## THINGS TO DO
1. Which four words does the Mother's Day journal entry use to describe the day in its opening lines?
2. According to the Mother's Day journal entry, what do the hawk parents mostly feed the fledglings?
3. Can you write what comes next in the Mother's Day journal entry, picking up after its final sentence?

## PAGE EXCERPT
=-=-=-=-=
Today was truly glorious. Also, terrible. Tense. Relaxing.  Our darling daughters ordered tacos for our Mother’s Day breakfast, I upset Julia Kate with my tone of voice and the two of us had a cry, Emi made a gorgeous fruit plate, Gretchen read a very long piece from the Times aloud to us about how Denmark had handled the coronavirus, something that did not stimulate the exact discussion hoped for, and off we went on a walk to clear our heads.  

 On our walk, we were lucky enough to catch a fledging red-tailed hawk taking flight from its nest on a light pole on the baseball field over behind Zachary Scott.  We ended up staying for hours watching the whole hawk family. Two of the fledglings were taking in the air by the nest considering the possibility of flight.  Apparently once they leave the nest, they don’t come back but because they’re not great at flying, worse at landing, and don’t know how to fend for themselves yet, the parents keep an eye out and come feed them, mostly grackles, grackles without the wings, in case you were wondering.
=-=-=-=-=
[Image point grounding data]
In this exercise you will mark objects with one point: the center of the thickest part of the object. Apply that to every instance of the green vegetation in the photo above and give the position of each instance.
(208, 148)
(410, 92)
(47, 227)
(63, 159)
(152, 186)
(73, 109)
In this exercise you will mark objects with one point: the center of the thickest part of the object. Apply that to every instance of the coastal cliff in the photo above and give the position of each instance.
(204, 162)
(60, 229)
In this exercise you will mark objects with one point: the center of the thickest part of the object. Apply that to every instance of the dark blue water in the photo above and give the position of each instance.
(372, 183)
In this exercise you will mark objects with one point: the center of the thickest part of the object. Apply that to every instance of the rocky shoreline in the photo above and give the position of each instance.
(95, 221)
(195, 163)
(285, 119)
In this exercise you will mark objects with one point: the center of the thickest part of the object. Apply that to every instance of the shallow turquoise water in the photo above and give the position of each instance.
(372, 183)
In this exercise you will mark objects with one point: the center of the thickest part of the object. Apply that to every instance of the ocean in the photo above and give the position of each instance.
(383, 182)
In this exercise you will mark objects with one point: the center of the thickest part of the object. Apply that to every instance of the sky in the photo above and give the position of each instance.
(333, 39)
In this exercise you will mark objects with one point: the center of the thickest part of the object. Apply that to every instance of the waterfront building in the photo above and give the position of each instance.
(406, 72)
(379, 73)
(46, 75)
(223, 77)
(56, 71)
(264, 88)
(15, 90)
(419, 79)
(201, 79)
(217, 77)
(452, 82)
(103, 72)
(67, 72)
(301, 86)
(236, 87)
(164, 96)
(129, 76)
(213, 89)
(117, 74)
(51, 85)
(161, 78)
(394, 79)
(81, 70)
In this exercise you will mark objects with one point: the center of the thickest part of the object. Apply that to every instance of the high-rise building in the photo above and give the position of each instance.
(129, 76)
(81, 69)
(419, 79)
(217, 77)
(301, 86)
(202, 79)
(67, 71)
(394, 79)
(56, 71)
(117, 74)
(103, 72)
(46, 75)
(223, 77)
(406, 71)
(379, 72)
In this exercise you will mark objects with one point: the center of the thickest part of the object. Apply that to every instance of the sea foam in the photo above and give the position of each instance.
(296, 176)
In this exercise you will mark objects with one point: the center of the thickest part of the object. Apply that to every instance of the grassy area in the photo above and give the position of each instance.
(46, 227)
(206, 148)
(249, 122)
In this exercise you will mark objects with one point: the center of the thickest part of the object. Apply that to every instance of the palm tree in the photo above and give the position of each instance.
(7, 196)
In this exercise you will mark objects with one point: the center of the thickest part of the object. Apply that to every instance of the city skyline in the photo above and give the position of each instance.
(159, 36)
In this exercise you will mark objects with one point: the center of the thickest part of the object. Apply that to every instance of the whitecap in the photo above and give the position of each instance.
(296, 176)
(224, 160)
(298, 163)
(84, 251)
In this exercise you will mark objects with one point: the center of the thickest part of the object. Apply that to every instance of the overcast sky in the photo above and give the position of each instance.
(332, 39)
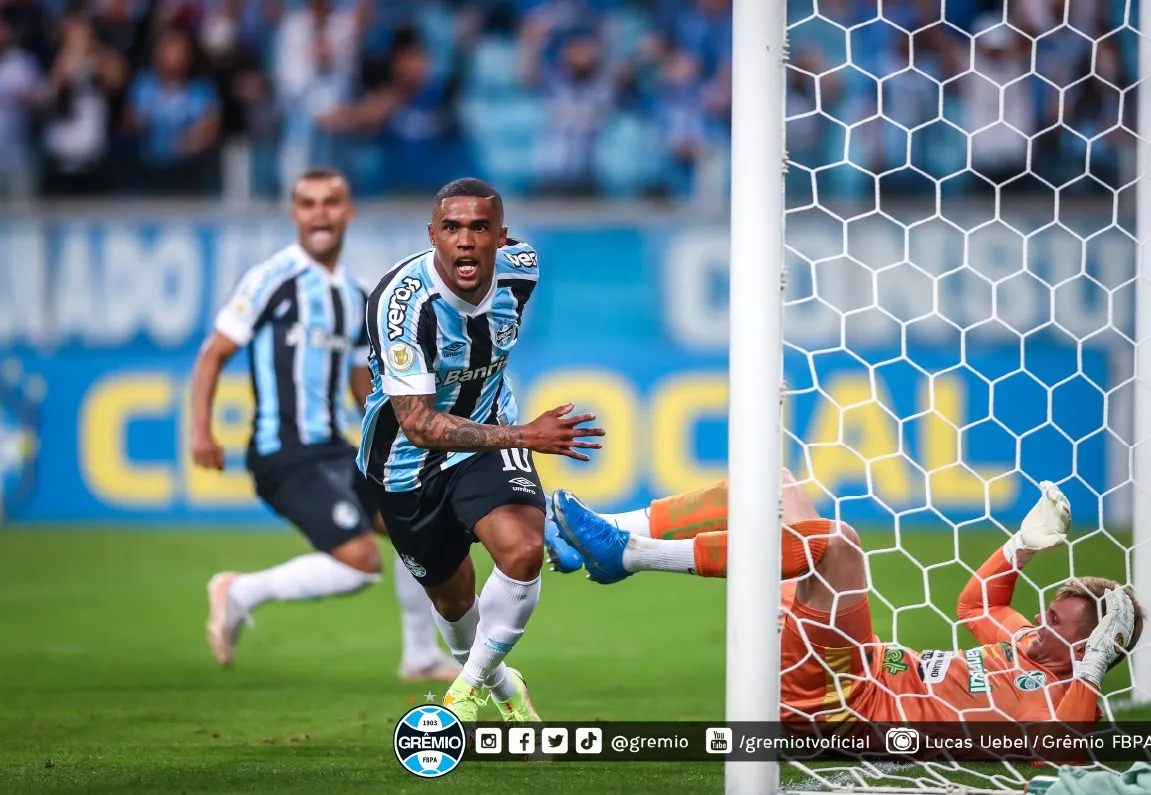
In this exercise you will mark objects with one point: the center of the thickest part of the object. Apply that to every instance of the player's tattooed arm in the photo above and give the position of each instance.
(432, 429)
(553, 432)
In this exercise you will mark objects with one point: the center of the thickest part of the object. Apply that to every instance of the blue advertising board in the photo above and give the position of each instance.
(897, 419)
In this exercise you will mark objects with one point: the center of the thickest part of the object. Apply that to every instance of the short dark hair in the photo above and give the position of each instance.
(320, 173)
(469, 186)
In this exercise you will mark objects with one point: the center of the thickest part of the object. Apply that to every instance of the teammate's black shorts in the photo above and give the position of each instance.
(432, 526)
(319, 490)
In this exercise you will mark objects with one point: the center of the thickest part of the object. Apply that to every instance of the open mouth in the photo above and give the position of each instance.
(466, 267)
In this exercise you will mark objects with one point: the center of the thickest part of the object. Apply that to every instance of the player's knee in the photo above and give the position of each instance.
(361, 553)
(451, 606)
(524, 559)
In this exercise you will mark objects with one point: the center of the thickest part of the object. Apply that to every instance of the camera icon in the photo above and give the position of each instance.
(488, 741)
(902, 740)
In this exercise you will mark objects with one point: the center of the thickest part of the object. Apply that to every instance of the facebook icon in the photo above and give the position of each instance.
(521, 741)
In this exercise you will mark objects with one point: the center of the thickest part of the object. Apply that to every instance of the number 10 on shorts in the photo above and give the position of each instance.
(516, 459)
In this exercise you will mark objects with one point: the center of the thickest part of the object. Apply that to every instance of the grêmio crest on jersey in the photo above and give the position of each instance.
(425, 339)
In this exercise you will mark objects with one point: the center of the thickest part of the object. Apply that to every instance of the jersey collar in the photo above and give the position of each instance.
(454, 300)
(335, 276)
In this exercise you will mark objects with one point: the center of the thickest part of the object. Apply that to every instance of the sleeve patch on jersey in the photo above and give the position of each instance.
(242, 307)
(893, 660)
(401, 356)
(976, 672)
(397, 305)
(1031, 680)
(934, 665)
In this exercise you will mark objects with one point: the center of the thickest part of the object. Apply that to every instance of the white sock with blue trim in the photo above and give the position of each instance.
(309, 576)
(416, 612)
(460, 636)
(505, 605)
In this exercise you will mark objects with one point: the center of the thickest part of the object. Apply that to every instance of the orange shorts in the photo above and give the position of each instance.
(826, 663)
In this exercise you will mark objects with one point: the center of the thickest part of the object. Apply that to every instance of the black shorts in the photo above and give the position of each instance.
(319, 490)
(432, 526)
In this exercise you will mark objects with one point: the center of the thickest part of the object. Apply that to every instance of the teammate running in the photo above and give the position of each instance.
(441, 445)
(833, 667)
(302, 318)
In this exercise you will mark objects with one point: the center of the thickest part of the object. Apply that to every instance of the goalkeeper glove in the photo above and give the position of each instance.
(1044, 526)
(1110, 637)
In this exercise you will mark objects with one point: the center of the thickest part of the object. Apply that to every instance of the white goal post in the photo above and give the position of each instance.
(757, 434)
(756, 440)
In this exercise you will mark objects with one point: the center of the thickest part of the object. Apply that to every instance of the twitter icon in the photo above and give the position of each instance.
(555, 741)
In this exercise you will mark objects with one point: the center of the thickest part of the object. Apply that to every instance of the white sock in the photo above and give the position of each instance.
(309, 576)
(637, 522)
(658, 555)
(505, 605)
(416, 613)
(460, 636)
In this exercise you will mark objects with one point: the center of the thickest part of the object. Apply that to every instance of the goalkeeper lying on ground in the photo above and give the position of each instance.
(832, 664)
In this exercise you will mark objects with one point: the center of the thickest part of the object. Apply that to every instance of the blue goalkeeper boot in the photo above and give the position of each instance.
(562, 556)
(597, 541)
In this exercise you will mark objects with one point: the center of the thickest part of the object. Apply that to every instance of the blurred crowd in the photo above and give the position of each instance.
(623, 98)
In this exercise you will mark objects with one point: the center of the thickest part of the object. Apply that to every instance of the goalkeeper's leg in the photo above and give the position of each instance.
(685, 516)
(680, 517)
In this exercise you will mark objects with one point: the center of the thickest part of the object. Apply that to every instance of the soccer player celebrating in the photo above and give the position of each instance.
(835, 667)
(302, 316)
(441, 445)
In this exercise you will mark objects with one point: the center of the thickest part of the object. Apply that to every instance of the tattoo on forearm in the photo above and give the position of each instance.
(436, 430)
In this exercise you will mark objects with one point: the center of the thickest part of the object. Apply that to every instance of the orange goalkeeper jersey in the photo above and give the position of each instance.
(992, 681)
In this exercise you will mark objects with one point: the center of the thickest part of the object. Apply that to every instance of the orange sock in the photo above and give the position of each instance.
(711, 553)
(710, 550)
(687, 514)
(799, 539)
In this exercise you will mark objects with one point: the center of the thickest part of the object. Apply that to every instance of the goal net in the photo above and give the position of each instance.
(962, 237)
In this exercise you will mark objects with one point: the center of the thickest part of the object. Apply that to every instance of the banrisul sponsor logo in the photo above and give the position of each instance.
(397, 305)
(976, 672)
(428, 741)
(478, 373)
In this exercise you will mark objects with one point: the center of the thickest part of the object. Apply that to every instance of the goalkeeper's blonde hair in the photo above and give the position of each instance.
(1094, 588)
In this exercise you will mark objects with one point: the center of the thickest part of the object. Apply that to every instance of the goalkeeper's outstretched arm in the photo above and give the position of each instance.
(984, 604)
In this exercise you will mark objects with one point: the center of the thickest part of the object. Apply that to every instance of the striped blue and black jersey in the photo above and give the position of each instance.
(425, 339)
(300, 323)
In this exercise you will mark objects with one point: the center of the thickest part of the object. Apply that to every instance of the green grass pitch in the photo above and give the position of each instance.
(106, 685)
=-=-=-=-=
## ANSWERS PER TASK
1. Glorious, terrible, tense, relaxing

2. Grackles without the wings

3.
 We learned all this (and so much more) from this wonderful guy, who seems very old school Austin, who spends four hours a day there with his camp chair, camera (with the most protuberant zoom lens imaginable), and tripod, and has done that every year for the hawks at nesting time.  This guy drives in from Bastrop every day to do this.  On top of that, he has the eighth in a series of chemo treatments tomorrow.

 On our way home, we passed our neighbors Ray and Theresa congregated by their curb with someone named Katy who had seen a black cloud of honeybees fly down her street (and I guess she knew what they were because she’s a beekeeper), followed the swarm to Ray and Theresa’s front yard where the swarm had taken refuge in their water meter hole. She had scooped a bunch of bees out of the hole and into a cardboard box; the theory being if the queen were in the box, the workers would make their way into the box by nightfall and then she would take them out to her hives in Blanco.  Apparently being a beekeeper in Texas qualifies you for an agricultural tax exemption. 

 I don’t ever remember learning so much on walks before the coronavirus.

 Today I was happy and content; I was sad and irritated. Sometimes it’s hard always being together.  It’s hard not knowing where all this is headed.  It’s hard not having any leadership during the biggest national crisis of my lifetime.  Some days I feel like I’m disappearing; some days like I am more solid than ever in my life.

 But every day is a lesson in less is more. Our world contracts.  Our days expand. I feel both joy and a sense of my mortality more deeply.  For all of this in this mysterious in-between time I am grateful.